## ЗАДАНИЯ:
- 1) Ответьте на вопросы по фрагменту о Хемингуэе в Испании:
(а) Под каким населённым пунктом республиканцы ещё в июле остановили наступление противника?
(б) Сколько лет было Милтону Уолфу?
(в) С кем Хемингуэй сравнивал Уолфа?
- 2) Напишите продолжение фрагмента о Хемингуэе в Испании, начав сразу после его последнего предложения.

## ФРАГМЕНТ ТЕКСТА:

Затем провели несколько недель там, где люди хуже — «Именно в те дни, думал он, ты испытывал глубокую, разумную и бескорыстную гордость, — каким скучным дураком ты показался бы со всем этим у Гэйлорда, подумал он вдруг» — а в начале октября побывали на фронте под Брунете, где республиканцы еще в июле ценой страшных потерь остановили наступление противника и отсрочили его прорыв на севере страны. Хемингуэй убеждал читателей, что дела республиканцев идут на лад: «Если так и будет продолжаться, Франко придется выделять все новые и новые воинские части, чтобы сдерживать малые наступления Республики. Чтобы повысить свой престиж за границей, а вместе с тем укрепить свой кредит, он будет, наверное, двигаться вдоль побережья, занимая города, не имеющие важного стратегического значения, но зато известные всем по названию; или ему придется вновь атаковать Мадрид и дорогу на Валенсию; с этим можно тянуть, но в конечном счете от этого ему не уйти. Мое личное мнение, что, войдя в Мадрид и не сумев его взять, Франко проиграл; он увяз в Мадриде».
Батальон Линкольна был ударной силой в большинстве боев лета — осени 1937-го; его будущий (и последний) командир, 21-летний Милтон Уолф, во время краткого отпуска в Мадриде познакомился с Хемингуэем. 38-летний писатель был в восторге от юноши, сравнивал его с Линкольном и Вашингтоном. Впечатления Уолфа противоречивы: он вспоминал, что собеседник «всех заражал оптимизмом», но и раздражал: «Хемингуэй пытался показать, что знает о сражении под Брунете больше, чем я, простой солдат». «Эрнест во многих отношениях как ребенок, — писал он другу. — Ему хочется быть мучеником… Таковы литераторы. Я предпочитаю читать их, а не общаться с ними».

## ИСХОДНЫЕ ДАННЫЕ:
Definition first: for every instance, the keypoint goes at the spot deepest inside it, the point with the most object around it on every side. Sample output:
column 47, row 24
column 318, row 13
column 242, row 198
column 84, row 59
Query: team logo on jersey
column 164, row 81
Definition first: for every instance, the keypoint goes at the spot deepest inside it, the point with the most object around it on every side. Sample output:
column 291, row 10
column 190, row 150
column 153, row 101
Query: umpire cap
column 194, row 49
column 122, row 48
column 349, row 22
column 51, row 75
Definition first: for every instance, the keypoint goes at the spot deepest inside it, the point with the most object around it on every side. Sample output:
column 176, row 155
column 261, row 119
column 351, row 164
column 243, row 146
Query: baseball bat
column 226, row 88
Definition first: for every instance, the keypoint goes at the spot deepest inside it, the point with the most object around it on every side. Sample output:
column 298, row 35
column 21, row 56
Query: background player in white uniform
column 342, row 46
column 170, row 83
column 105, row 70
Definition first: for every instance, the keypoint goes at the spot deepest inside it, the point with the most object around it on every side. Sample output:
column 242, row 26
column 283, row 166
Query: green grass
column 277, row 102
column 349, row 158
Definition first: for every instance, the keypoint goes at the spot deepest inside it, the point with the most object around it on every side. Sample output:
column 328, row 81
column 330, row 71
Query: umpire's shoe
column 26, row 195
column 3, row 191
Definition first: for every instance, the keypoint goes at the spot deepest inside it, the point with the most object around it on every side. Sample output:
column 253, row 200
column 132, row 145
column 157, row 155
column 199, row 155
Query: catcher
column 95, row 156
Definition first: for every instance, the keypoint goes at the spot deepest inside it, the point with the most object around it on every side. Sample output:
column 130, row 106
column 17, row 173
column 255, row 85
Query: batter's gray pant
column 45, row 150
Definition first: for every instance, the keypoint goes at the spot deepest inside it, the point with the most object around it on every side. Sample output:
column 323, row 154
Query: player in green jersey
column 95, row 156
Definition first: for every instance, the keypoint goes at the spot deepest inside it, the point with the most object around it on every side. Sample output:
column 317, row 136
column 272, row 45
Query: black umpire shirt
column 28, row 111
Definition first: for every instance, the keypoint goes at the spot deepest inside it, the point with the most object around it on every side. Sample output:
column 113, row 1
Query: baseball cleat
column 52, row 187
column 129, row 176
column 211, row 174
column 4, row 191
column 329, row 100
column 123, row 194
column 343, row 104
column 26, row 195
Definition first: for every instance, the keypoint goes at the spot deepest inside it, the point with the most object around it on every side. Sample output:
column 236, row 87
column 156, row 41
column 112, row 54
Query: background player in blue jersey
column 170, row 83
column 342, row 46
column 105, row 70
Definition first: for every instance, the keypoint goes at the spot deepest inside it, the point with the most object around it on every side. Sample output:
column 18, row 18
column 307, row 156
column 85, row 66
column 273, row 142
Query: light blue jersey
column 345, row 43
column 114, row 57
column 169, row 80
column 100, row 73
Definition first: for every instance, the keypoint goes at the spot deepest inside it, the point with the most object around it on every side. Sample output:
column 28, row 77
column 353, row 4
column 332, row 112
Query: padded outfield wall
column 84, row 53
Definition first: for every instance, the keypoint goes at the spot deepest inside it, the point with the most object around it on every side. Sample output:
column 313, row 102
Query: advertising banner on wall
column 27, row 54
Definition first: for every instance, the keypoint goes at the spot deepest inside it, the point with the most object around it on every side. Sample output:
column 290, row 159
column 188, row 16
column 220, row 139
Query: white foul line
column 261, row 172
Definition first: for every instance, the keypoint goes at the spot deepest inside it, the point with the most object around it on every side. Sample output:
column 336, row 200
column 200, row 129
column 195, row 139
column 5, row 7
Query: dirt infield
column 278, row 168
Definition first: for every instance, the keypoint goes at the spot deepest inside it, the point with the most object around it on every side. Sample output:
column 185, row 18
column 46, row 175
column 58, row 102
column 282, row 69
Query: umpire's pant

## ОТВЕТЫ ПО ЗАДАНИЯМ:
- 1)
(а) Под Брунете.
(б) 21 год.
(в) С Линкольном и Вашингтоном.

- 2)
Литераторы, к счастью, тоже иногда предпочитают не общаться, а писать: в октябре, когда в Штатах вышел и был раскритикован роман «Иметь и не иметь», его автор уже работал в Мадриде над пьесой «Пятая колонна» (The Fifth Column). Если не считать пьески «Сегодня пятница», это был его первый драматургический опыт. В предисловии к «Пятой колонне» говорится: «Каждый день нас обстреливали орудия, установленные за Леганес и по склонам горы Гарабитас, и пока я писал свою пьесу, в отель „Флорида“, где мы жили и работали, попало больше тридцати снарядов. Так что, если пьеса плохая, то, может быть, именно поэтому. А если пьеса хорошая, то, может быть, эти тридцать снарядов помогли мне написать ее». Вообще-то в Мадриде в тот период было затишье и в другом тексте Хемингуэй писал о тогдашних проблемах: «Пива не хватает, и виски почти нигде не найдешь. В витринах выставлены испанские подделки ликеров, виски и вермута. Для внутреннего употребления они не годятся, но я купил одну бутылку с этикеткой „Милорд“, чтобы обтирать щеки после бритья», но это непринципиально: если автор ощущает себя так, словно около него каждый день рвутся снаряды, и сумеет передать это ощущение читателю, значит, так оно и было.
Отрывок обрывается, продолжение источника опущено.